A single figure is required: the number of lines below in which the word "with" occurs.

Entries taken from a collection
::::::::::

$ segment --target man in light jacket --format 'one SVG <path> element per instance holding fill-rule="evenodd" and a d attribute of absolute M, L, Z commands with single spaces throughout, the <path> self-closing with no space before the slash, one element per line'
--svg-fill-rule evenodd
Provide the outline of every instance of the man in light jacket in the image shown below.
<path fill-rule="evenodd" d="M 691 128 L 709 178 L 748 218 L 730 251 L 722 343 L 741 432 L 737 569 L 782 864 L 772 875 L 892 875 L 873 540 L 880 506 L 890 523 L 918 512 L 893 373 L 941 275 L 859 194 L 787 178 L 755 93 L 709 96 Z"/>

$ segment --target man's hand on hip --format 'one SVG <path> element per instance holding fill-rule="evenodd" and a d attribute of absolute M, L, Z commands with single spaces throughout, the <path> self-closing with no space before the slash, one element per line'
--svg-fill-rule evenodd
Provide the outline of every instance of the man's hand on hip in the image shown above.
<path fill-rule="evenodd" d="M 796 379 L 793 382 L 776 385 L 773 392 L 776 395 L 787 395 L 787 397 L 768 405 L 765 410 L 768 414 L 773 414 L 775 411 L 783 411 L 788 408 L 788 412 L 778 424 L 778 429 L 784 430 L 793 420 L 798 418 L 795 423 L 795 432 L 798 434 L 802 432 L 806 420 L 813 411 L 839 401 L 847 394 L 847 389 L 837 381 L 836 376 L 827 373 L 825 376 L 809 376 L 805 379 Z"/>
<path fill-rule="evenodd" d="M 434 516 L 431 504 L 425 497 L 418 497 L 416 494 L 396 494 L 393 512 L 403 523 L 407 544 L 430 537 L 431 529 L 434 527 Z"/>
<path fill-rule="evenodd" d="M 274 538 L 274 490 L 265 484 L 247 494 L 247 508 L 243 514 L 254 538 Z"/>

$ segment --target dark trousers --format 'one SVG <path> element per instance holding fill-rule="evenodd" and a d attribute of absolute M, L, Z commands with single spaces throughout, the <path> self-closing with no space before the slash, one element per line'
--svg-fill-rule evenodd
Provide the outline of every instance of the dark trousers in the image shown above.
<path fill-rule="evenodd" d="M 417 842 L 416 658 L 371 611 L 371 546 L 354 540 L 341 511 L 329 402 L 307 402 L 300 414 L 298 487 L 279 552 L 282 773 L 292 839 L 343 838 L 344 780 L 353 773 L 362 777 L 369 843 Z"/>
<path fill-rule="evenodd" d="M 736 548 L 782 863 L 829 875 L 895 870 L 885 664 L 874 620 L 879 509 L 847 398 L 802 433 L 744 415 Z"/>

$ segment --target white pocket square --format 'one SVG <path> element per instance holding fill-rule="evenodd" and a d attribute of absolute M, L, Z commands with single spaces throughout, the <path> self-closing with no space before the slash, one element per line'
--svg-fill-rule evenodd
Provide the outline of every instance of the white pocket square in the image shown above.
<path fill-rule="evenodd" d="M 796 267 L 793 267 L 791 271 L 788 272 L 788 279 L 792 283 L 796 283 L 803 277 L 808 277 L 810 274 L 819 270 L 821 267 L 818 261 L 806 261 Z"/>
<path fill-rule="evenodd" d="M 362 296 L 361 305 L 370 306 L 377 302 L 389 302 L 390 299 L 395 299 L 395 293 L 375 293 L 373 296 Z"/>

::::::::::

## [Result for this task]
4